TASK REQUIREMENTS: Find the line with "positive clicks: (154, 159)" and the line with "119L143 130L140 123V132L134" in the entries below; output exactly those two lines, every line between them, and no others.

SUPPLIED MATERIAL:
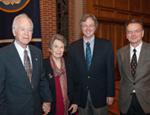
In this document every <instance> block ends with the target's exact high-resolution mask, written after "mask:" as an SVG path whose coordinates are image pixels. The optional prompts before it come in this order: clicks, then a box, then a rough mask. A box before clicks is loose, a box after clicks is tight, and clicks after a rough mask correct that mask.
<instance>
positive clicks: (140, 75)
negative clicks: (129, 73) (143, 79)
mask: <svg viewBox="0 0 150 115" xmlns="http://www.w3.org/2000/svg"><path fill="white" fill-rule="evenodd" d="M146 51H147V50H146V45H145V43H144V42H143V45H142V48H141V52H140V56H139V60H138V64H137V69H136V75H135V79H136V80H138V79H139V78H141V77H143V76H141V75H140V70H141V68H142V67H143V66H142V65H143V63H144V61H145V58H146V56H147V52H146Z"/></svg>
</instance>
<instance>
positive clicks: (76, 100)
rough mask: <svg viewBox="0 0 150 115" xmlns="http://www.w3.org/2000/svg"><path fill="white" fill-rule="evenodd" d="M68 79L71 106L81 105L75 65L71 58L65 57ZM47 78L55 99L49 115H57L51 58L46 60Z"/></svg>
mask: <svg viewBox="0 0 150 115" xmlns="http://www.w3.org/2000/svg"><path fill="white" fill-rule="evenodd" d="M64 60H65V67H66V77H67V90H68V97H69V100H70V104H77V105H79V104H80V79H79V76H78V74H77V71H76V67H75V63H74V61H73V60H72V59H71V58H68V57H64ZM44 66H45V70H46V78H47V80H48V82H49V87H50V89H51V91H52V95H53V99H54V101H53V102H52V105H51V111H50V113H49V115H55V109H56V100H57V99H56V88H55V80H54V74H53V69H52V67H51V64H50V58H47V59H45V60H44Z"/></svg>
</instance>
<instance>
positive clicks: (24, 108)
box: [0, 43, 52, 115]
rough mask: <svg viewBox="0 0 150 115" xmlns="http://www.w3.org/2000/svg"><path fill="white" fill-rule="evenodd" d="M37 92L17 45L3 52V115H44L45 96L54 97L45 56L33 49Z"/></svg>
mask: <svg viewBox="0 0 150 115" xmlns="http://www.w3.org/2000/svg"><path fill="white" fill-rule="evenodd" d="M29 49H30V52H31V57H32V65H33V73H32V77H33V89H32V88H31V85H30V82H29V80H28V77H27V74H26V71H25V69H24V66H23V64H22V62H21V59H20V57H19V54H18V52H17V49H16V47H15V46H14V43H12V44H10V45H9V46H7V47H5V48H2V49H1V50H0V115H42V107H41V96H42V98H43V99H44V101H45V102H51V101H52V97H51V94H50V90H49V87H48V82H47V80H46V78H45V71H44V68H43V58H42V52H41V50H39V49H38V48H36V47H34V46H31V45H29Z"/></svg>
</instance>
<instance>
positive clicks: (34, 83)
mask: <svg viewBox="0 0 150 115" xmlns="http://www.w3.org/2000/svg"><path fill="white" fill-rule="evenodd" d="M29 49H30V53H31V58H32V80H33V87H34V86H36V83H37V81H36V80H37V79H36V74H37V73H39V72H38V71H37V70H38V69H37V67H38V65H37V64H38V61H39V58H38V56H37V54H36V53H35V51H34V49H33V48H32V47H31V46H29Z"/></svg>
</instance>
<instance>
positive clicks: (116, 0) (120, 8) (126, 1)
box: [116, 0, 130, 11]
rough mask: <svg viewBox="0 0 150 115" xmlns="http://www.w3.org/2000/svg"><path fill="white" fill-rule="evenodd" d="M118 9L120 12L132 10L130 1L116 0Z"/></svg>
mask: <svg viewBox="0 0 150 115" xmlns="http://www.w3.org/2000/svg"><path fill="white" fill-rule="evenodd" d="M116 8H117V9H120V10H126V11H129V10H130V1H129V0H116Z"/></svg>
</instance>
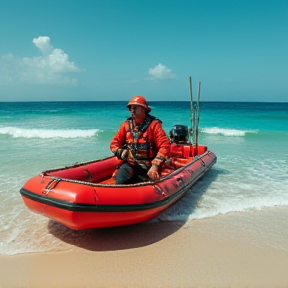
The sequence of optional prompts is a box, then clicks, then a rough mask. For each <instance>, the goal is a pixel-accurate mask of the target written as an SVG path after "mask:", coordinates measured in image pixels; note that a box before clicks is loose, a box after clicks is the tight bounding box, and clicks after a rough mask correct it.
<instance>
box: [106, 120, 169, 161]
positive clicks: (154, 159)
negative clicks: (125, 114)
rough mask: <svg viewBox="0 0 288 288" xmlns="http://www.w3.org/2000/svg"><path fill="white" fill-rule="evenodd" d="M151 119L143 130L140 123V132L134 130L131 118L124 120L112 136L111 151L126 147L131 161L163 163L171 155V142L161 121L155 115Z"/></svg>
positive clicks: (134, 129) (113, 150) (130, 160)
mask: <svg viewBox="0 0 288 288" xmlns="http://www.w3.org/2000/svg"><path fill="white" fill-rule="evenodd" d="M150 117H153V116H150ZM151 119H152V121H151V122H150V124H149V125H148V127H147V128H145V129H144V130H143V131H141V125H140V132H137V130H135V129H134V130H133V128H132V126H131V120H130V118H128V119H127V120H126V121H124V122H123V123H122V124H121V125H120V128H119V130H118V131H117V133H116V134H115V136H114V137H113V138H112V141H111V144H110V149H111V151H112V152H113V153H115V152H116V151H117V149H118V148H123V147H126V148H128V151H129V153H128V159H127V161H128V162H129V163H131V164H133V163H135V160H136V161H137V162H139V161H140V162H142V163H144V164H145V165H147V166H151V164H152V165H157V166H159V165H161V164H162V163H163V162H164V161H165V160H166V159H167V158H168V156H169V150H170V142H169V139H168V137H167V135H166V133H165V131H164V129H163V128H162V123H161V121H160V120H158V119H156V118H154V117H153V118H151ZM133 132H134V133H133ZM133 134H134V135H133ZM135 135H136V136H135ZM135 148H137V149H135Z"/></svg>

--

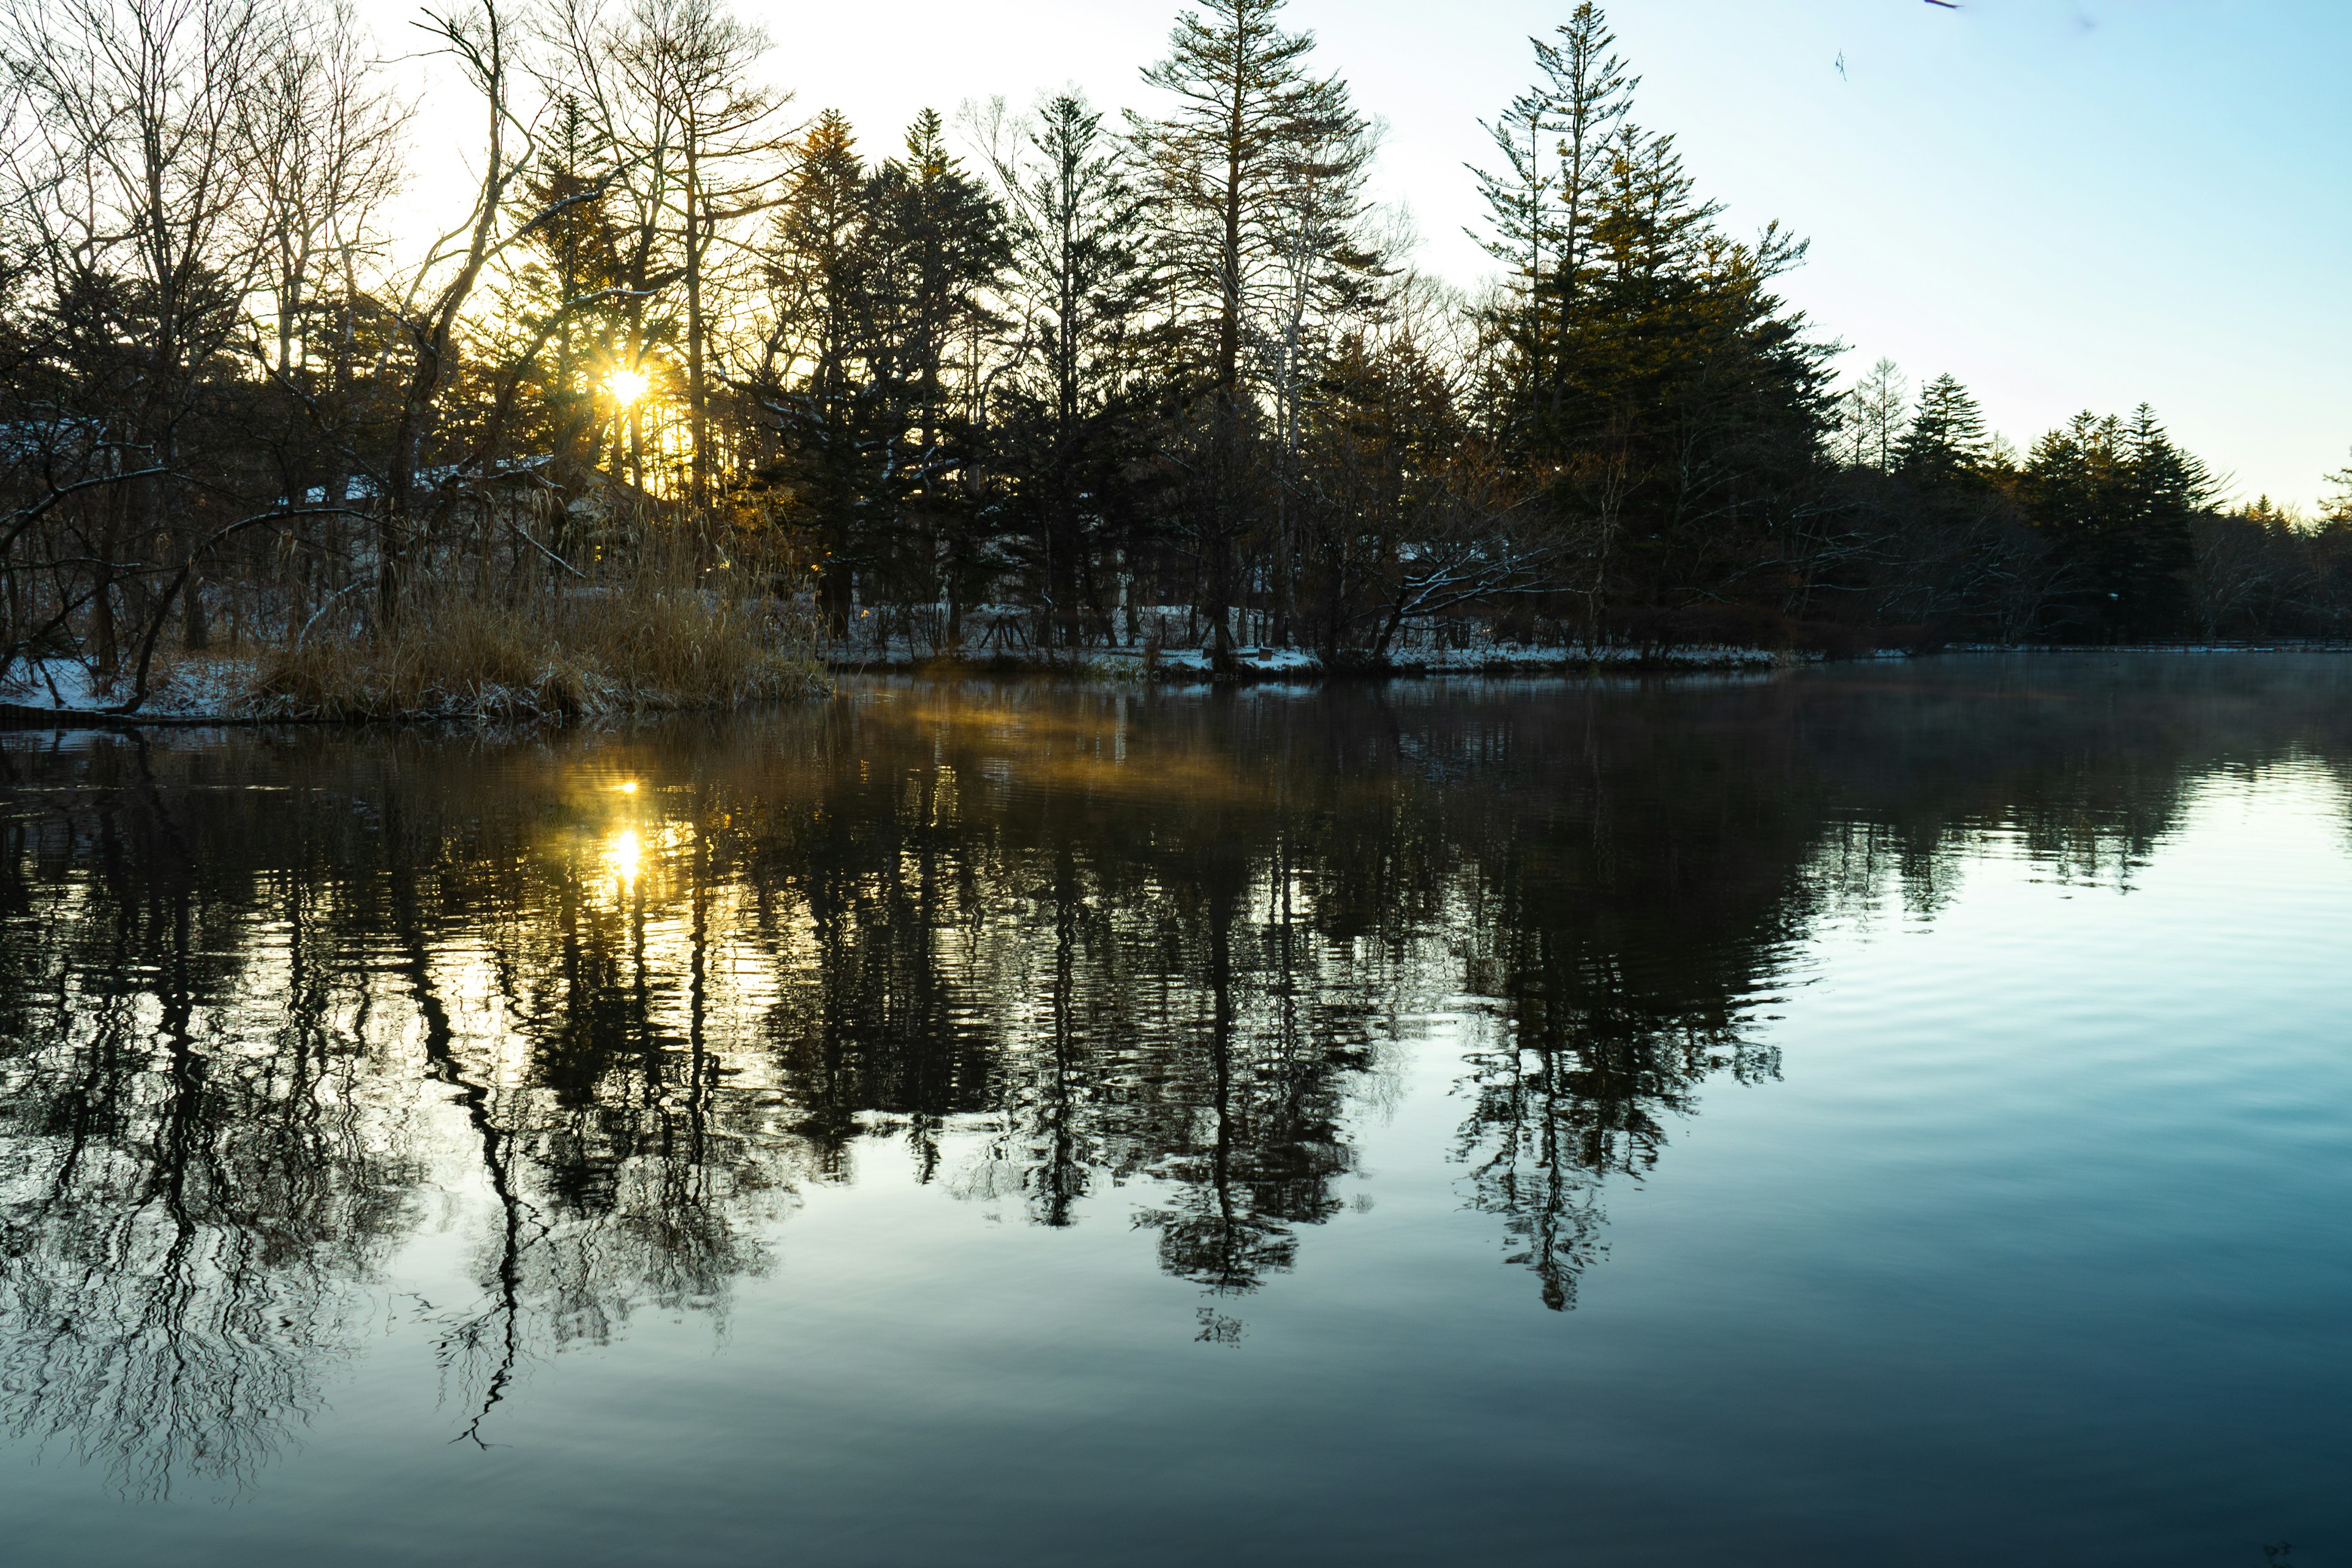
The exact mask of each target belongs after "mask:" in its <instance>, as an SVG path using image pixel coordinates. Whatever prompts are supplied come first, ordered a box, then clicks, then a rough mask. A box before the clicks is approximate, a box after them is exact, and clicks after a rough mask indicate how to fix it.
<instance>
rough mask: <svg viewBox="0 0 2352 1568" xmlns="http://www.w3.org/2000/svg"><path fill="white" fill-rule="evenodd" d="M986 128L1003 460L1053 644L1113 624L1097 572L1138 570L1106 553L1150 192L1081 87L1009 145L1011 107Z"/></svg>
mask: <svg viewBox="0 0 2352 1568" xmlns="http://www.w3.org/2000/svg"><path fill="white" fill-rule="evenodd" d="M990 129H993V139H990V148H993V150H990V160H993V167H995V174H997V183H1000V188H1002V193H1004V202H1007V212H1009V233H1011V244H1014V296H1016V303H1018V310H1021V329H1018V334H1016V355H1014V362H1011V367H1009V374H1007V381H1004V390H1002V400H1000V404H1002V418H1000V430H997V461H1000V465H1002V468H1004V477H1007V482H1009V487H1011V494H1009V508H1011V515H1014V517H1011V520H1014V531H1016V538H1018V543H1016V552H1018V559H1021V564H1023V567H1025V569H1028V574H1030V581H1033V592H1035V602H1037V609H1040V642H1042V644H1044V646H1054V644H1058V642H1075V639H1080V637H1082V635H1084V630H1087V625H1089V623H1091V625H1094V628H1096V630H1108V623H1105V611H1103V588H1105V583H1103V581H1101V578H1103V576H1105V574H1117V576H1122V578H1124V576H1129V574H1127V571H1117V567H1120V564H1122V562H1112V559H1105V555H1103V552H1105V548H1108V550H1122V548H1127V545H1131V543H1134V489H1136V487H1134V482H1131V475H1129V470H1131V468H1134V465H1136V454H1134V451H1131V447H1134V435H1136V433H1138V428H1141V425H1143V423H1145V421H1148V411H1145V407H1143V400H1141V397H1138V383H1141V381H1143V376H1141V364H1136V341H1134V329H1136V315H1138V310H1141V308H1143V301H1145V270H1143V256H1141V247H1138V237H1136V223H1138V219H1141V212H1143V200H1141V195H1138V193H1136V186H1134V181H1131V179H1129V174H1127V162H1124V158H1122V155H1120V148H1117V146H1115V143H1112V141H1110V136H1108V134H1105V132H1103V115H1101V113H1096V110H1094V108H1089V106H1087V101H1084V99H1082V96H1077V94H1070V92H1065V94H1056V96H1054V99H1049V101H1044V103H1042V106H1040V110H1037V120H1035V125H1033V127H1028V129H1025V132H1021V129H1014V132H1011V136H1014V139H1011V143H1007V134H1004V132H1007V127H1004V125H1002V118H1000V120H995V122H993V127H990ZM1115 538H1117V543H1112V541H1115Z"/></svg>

YOUR RESPONSE:
positive clicks: (154, 159)
negative clicks: (125, 114)
rough mask: <svg viewBox="0 0 288 288" xmlns="http://www.w3.org/2000/svg"><path fill="white" fill-rule="evenodd" d="M151 119L143 130L140 123V132L134 130L131 118L124 120L112 136L111 151L126 147L131 161L163 163L171 155V142L161 121L155 115Z"/></svg>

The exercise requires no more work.